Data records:

********

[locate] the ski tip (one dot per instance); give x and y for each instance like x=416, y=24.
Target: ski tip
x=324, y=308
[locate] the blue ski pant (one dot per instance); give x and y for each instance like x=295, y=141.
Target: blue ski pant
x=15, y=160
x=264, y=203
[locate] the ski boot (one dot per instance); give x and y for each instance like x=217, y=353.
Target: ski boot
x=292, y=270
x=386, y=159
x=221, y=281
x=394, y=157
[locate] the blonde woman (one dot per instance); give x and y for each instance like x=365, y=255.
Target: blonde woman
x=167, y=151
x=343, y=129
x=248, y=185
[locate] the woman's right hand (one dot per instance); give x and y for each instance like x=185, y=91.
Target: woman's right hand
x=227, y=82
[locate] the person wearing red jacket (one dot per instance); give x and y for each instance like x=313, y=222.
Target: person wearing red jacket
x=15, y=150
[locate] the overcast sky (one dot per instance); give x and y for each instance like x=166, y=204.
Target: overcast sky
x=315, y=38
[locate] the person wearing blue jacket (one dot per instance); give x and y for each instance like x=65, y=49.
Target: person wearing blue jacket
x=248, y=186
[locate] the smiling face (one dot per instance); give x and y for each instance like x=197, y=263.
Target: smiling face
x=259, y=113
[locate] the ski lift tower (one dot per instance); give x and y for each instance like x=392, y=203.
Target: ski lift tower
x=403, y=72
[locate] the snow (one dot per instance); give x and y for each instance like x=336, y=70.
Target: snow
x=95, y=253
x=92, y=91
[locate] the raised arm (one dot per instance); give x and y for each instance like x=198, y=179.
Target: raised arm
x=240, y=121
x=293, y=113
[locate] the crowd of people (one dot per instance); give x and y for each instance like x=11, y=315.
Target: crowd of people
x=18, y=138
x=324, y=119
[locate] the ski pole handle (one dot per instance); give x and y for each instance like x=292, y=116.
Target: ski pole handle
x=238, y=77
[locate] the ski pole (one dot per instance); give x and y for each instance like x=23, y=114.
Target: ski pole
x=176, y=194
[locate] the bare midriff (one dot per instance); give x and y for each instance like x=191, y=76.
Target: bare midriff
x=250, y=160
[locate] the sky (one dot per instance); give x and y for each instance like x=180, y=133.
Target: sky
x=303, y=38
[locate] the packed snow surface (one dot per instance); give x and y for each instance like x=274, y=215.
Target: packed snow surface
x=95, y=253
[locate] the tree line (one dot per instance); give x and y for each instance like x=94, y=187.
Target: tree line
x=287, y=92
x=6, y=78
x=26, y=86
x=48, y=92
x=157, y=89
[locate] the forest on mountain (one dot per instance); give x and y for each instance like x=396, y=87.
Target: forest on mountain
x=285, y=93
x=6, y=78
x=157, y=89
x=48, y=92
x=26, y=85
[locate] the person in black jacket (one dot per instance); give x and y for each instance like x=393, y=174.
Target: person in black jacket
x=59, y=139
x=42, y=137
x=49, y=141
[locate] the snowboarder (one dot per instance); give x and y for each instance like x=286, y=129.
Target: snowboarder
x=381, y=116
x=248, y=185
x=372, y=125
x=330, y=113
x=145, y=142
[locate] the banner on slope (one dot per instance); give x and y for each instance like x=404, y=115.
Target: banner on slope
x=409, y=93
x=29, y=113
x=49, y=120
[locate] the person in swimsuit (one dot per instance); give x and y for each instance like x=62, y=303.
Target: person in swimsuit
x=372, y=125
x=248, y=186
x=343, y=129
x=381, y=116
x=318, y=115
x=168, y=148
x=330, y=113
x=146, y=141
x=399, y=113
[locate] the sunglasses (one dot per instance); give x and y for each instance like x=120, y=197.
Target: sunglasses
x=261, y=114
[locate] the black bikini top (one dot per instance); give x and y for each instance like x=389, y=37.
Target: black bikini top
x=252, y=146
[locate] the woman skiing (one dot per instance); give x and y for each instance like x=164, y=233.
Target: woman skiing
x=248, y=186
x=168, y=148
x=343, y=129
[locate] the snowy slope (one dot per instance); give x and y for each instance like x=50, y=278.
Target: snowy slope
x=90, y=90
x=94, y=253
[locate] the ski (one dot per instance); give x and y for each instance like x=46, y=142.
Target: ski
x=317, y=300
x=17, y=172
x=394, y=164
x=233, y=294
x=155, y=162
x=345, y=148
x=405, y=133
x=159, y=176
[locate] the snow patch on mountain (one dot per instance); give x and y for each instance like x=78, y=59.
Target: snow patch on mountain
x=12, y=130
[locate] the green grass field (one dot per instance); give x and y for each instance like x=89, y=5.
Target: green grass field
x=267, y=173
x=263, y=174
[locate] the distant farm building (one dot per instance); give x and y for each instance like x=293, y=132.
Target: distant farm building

********

-- Task brief --
Nothing may be omitted or altered; reproduce all of the entries.

-- Written response --
[locate] the ski tip (one dot per instance); give x and y for each instance like x=416, y=24.
Target: ski tip
x=324, y=308
[locate] the blue ski pant (one dot per instance); give x and y for each instance like x=295, y=141.
Target: blue ski pant
x=15, y=160
x=264, y=203
[locate] the ski boot (one dot per instance); give x and y for each instance like x=217, y=353.
Target: ski boot
x=292, y=270
x=386, y=159
x=221, y=281
x=394, y=157
[locate] the blonde woman (one dot per instance); give x and y for each instance like x=365, y=255.
Target: blonde woman
x=167, y=151
x=343, y=129
x=248, y=185
[locate] the woman's right hand (one dot per instance); give x and y for each instance like x=185, y=91.
Target: woman's right hand
x=227, y=82
[locate] the person wearing red jacket (one dot per instance); give x and y for each instance like x=313, y=222.
Target: person wearing red jacket
x=15, y=150
[locate] the overcast sky (one dot per instance); give x and y for each instance like x=166, y=204.
Target: overcast sky
x=315, y=38
[locate] the person wearing blue jacket (one dot per instance); give x and y for each instance like x=65, y=49.
Target: person wearing blue jacket
x=248, y=186
[locate] the smiling face (one dot per instance); give x and y for each instance like x=197, y=263.
Target: smiling face
x=259, y=113
[locate] the ski lift tower (one dot per instance); give x and y for each instance like x=392, y=203.
Target: ski lift tower
x=403, y=72
[locate] the snow (one dot per instance); give x and y for each instance like x=336, y=70.
Target: snow
x=95, y=253
x=92, y=91
[locate] the raised arm (one dot per instance); give x and y for each instance like x=198, y=179.
Target: raised arm
x=240, y=121
x=293, y=113
[locate] the crowd of people (one dot per instance); give x and y for each instance like x=11, y=315.
Target: crowd of people
x=18, y=138
x=324, y=119
[locate] the ski pole handle (one dot per instance); give x and y for each instance like x=292, y=116.
Target: ski pole handle
x=238, y=77
[locate] the ski pole (one dot per instance); give x and y for each instance like x=23, y=114.
Target: ski pole
x=176, y=194
[locate] the bare midriff (one dot per instance); give x and y for each instance like x=191, y=76.
Target: bare midriff
x=250, y=160
[locate] the sky (one dot per instance); give x and y for each instance like x=180, y=133.
Target: sky
x=303, y=38
[locate] the packed snow surface (one dot per instance); give x and y for each instance like x=274, y=215.
Target: packed snow surface
x=95, y=253
[locate] the tree line (one dot per instance); give x and y for each instance like x=94, y=187.
Target: tree line
x=287, y=92
x=6, y=78
x=26, y=86
x=48, y=92
x=157, y=89
[locate] the forest on mountain (one dot per instance); give x and y for each instance like x=396, y=87.
Target: forest on mountain
x=285, y=93
x=6, y=78
x=157, y=89
x=48, y=92
x=26, y=85
[locate] the person in black jacket (one dot per instance); give x and y for each instance like x=393, y=174.
Target: person in black jacket
x=59, y=139
x=42, y=137
x=49, y=141
[locate] the snowboarder (one dot per instance); give x and y for each instance like x=286, y=129.
Target: snowboarder
x=381, y=116
x=248, y=185
x=372, y=125
x=330, y=113
x=145, y=142
[locate] the banner on slope (one dot per instance); give x and y for each instance like x=404, y=115.
Target: banner on slope
x=409, y=93
x=29, y=113
x=49, y=120
[locate] the person in swimsuit (one dot per instance); give x and y for each instance like x=62, y=303.
Target: person in swimsuit
x=372, y=125
x=248, y=186
x=343, y=129
x=381, y=116
x=318, y=115
x=168, y=148
x=330, y=113
x=146, y=141
x=399, y=113
[locate] the sunglasses (one dot per instance); give x and y for each instance like x=120, y=197.
Target: sunglasses
x=261, y=114
[locate] the black bikini top (one dot per instance); give x and y for each instance like x=389, y=37.
Target: black bikini top
x=252, y=146
[locate] the woman skiing (one dot per instance); give x and y for each instance like x=164, y=233.
Target: woman skiing
x=248, y=186
x=168, y=148
x=343, y=129
[locate] the snowy slope (one dot per instance); give x and y for each instance like x=50, y=278.
Target: snowy slope
x=90, y=90
x=94, y=253
[locate] the ski (one dot per instance); give x and y for each instance like x=46, y=142.
Target: ski
x=317, y=300
x=17, y=172
x=394, y=164
x=233, y=294
x=155, y=162
x=345, y=148
x=405, y=133
x=159, y=176
[locate] the snow patch on mountain (one dot per instance); give x and y for each instance like x=78, y=59.
Target: snow patch on mountain
x=12, y=130
[locate] the green grass field (one dot per instance); give x and y for each instance like x=89, y=5.
Target: green grass field
x=267, y=173
x=263, y=174
[locate] the distant farm building (one dot per instance); give x and y for each instance like x=293, y=132.
Target: distant farm building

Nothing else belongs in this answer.